• **What is needed**:
Print every line of the listing below word for word, with no changes.
-- START OF Records for this exercise --
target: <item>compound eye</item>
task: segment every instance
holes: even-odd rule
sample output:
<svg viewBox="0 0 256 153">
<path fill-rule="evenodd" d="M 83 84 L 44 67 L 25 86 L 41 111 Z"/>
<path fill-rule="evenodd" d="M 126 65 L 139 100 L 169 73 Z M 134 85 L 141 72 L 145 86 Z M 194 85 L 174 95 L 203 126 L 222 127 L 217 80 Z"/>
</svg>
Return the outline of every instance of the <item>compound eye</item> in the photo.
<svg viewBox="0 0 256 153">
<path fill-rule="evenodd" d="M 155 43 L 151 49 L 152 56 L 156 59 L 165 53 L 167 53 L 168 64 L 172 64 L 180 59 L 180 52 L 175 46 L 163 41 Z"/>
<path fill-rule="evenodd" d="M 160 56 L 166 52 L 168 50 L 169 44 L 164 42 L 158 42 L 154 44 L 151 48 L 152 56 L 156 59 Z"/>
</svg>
-- END OF Records for this exercise --
• **Output for this task**:
target: <item>compound eye</item>
task: segment every instance
holes: even-odd rule
sample output:
<svg viewBox="0 0 256 153">
<path fill-rule="evenodd" d="M 83 84 L 44 67 L 25 86 L 41 111 Z"/>
<path fill-rule="evenodd" d="M 126 65 L 139 100 L 169 73 Z M 134 85 L 141 72 L 145 86 Z M 194 85 L 174 95 L 203 126 L 222 127 L 217 80 Z"/>
</svg>
Return the outline of every instance of the <item>compound eye</item> in the photo.
<svg viewBox="0 0 256 153">
<path fill-rule="evenodd" d="M 155 43 L 151 49 L 152 56 L 156 59 L 165 53 L 167 53 L 168 64 L 172 64 L 180 59 L 180 52 L 175 46 L 163 41 Z"/>
<path fill-rule="evenodd" d="M 160 56 L 166 52 L 168 50 L 169 44 L 164 42 L 158 42 L 154 44 L 151 48 L 152 56 L 156 59 Z"/>
</svg>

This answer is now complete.